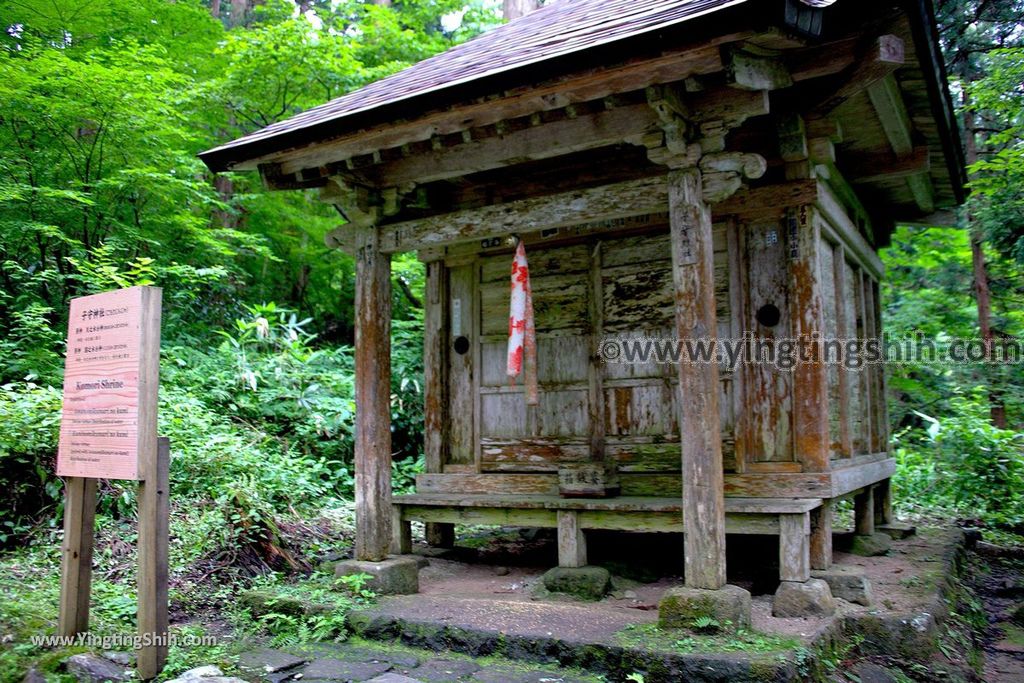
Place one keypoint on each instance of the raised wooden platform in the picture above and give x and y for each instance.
(786, 517)
(846, 476)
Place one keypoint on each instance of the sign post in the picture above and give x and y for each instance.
(109, 431)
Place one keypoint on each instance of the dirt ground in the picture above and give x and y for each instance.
(493, 580)
(997, 577)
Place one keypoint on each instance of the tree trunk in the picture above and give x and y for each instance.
(239, 9)
(983, 295)
(513, 9)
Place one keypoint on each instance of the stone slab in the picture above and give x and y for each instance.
(682, 606)
(847, 582)
(341, 670)
(443, 671)
(589, 583)
(810, 598)
(268, 662)
(395, 575)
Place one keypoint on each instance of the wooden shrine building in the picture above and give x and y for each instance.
(676, 169)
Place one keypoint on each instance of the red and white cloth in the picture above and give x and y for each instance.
(522, 336)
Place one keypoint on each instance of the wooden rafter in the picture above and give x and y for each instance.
(888, 102)
(886, 55)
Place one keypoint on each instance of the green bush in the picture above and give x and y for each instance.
(963, 466)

──────────

» DO THIS
Rewrite all the records above, changing "keypoint" to "marker" everywhere and keeping everything else the same. Leave the pictures out.

» FULL RESPONSE
Place one marker on each instance of the raised wooden platform in the picture above and give x and y for each instance.
(786, 517)
(846, 476)
Place one marker on each instance of the sign post in the picture above and give x and y for each instance.
(109, 431)
Place one marker on each instance of the dirt ground in the picture above and give x and y for each instance.
(493, 580)
(997, 577)
Place one marker on each instance of the tree trunk in the picture above and give x and y for each instance.
(239, 9)
(983, 295)
(513, 9)
Place one marker on each instance of the stone slab in the picture above and give x and y for each instance.
(682, 606)
(847, 582)
(341, 670)
(443, 671)
(589, 583)
(810, 598)
(268, 662)
(395, 575)
Place one marker on each instance of the wooden shrine building in the picture above and give x and y for each instance.
(676, 169)
Place one marker on each instance of the red and white cloth in the picture above and give x and y for each instance.
(522, 336)
Place one marker on each instance of the wooden rafter in the picture above and give x and y for each instance.
(888, 102)
(886, 55)
Place one marker on each instance of the green bush in the picture above and give x and y for each instance.
(963, 466)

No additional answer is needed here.